======== Given data ========

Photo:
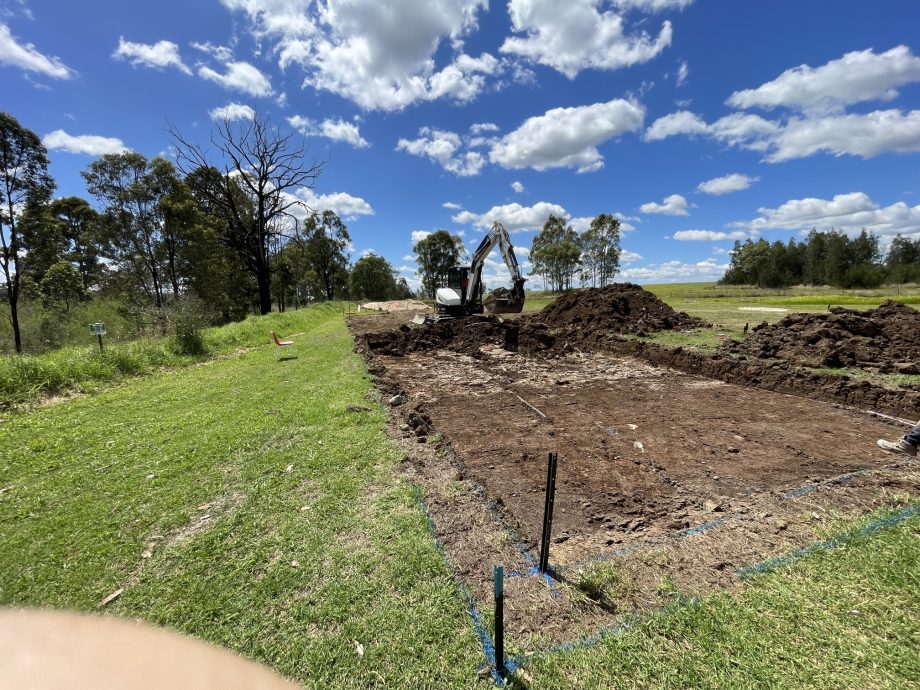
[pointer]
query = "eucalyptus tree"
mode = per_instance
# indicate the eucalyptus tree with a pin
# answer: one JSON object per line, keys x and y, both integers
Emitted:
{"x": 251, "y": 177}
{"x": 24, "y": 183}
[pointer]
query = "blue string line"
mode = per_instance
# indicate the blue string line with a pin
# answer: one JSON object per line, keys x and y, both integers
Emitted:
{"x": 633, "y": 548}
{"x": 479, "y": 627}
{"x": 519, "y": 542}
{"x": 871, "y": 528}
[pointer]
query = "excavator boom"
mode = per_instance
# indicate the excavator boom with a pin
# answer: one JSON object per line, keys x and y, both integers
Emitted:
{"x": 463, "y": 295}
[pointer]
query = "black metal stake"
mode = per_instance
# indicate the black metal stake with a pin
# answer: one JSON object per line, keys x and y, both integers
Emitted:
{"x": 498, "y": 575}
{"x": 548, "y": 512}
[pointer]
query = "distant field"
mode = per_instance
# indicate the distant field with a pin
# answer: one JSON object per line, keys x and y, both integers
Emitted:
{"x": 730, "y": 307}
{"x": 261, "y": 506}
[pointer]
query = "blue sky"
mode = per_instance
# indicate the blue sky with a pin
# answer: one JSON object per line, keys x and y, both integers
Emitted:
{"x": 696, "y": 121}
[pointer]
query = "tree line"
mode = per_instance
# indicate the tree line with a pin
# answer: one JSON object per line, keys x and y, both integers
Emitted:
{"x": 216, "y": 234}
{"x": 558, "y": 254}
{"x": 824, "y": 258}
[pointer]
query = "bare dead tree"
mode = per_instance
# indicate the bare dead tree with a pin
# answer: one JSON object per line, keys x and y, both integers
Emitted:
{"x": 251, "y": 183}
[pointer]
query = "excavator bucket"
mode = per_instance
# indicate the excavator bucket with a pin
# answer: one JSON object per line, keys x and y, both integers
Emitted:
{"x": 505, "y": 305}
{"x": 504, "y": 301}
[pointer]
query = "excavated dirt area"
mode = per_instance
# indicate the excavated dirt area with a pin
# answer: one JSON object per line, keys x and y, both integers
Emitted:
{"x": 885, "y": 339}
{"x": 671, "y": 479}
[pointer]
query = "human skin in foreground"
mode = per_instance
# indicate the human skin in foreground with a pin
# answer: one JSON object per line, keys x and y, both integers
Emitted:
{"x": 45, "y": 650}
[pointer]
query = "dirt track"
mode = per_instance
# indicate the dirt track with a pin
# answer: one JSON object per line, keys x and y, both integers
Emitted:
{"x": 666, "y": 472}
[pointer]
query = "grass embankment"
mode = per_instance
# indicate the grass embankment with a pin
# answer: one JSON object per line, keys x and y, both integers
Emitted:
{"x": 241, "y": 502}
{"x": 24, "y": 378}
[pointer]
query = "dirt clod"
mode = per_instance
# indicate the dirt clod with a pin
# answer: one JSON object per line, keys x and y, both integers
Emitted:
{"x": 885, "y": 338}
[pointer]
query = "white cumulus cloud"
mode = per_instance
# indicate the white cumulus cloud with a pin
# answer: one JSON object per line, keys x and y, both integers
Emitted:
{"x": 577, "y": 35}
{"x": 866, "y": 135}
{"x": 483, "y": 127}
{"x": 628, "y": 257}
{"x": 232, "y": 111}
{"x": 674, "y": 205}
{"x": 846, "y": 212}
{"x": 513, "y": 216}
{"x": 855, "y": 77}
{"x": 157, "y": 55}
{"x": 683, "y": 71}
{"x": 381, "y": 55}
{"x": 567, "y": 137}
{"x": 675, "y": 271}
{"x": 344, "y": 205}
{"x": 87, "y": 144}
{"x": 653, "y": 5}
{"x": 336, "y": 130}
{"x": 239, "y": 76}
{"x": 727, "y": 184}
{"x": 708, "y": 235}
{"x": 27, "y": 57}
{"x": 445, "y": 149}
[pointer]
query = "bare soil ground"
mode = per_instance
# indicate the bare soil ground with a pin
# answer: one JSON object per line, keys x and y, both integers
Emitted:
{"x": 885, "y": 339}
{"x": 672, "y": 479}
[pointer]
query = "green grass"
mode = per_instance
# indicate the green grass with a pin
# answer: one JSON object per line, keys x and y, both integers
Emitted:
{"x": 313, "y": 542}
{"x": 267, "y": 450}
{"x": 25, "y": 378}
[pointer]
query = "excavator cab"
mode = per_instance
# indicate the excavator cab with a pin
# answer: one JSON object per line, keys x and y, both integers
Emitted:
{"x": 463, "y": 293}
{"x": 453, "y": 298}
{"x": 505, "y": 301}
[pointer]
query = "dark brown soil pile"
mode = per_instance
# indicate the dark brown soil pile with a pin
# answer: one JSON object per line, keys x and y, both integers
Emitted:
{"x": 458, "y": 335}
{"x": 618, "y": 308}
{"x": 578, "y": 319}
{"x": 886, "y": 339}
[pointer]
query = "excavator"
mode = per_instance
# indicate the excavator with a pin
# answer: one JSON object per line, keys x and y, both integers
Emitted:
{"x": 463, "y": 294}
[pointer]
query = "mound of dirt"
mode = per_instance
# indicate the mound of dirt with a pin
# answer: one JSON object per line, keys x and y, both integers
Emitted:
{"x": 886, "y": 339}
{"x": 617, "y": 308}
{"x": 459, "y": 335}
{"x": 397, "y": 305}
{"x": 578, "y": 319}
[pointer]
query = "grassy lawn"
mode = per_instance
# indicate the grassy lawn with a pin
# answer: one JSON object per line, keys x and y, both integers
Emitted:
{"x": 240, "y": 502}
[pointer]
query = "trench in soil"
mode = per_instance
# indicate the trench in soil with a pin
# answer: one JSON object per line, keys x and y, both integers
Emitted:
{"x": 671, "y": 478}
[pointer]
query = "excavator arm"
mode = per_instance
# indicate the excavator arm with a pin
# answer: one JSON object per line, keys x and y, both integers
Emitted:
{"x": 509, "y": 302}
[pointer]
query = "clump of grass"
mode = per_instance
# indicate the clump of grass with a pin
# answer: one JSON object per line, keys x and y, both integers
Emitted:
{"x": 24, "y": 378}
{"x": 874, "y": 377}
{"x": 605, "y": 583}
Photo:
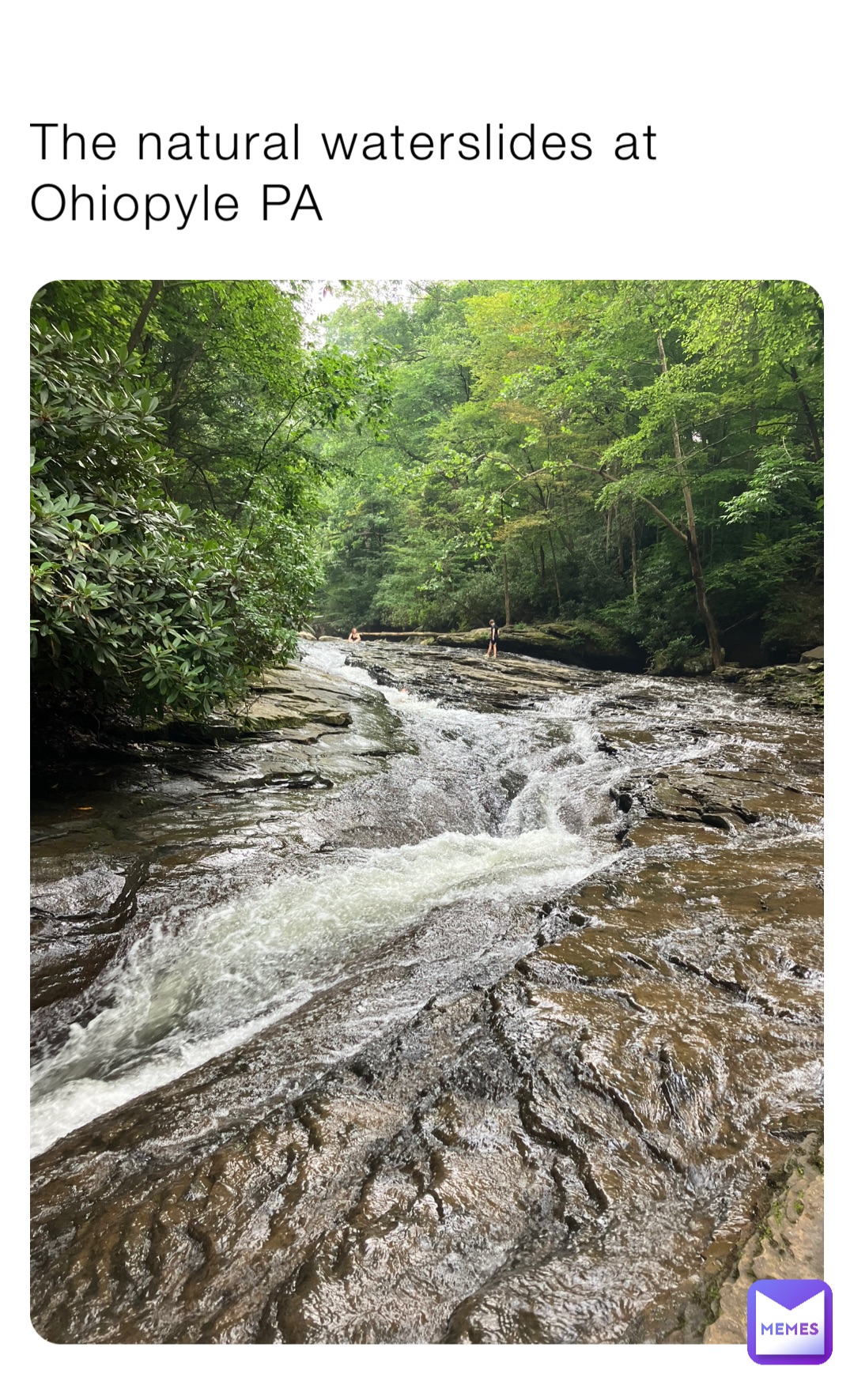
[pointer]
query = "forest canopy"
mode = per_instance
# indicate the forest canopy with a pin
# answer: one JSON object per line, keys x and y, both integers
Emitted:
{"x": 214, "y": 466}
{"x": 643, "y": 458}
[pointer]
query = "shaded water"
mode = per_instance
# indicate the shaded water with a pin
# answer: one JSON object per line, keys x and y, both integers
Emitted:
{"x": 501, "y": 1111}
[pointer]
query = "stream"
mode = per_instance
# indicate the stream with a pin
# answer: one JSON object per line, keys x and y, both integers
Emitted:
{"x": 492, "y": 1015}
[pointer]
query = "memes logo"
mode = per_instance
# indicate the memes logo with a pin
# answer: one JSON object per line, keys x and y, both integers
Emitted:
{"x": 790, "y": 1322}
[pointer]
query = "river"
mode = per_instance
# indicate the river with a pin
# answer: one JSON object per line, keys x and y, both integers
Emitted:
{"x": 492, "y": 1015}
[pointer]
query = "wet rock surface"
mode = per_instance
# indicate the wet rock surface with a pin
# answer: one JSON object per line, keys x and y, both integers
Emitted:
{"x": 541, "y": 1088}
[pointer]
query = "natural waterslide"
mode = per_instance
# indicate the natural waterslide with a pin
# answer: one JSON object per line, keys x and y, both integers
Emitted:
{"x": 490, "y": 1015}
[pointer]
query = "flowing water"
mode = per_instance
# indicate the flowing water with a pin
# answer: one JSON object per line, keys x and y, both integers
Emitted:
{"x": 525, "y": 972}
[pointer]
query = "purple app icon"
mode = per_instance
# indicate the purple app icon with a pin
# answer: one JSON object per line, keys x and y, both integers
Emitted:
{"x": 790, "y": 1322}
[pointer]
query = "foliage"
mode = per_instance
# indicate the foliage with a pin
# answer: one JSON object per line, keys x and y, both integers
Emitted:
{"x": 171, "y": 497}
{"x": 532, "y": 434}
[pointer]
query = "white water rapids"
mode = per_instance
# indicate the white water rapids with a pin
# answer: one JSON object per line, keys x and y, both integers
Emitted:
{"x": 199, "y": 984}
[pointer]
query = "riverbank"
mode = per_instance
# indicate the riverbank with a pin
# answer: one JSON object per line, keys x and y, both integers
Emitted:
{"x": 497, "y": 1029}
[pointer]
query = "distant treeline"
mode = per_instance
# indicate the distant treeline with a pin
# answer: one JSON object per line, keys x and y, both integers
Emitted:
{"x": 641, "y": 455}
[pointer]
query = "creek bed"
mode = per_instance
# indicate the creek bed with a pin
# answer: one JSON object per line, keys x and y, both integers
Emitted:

========

Goal:
Extract each line from the rows above that contains the string "pile", and list those lines in their original order.

Written response:
query = "dark brown soil pile"
# indicate the dark brown soil pile with a pin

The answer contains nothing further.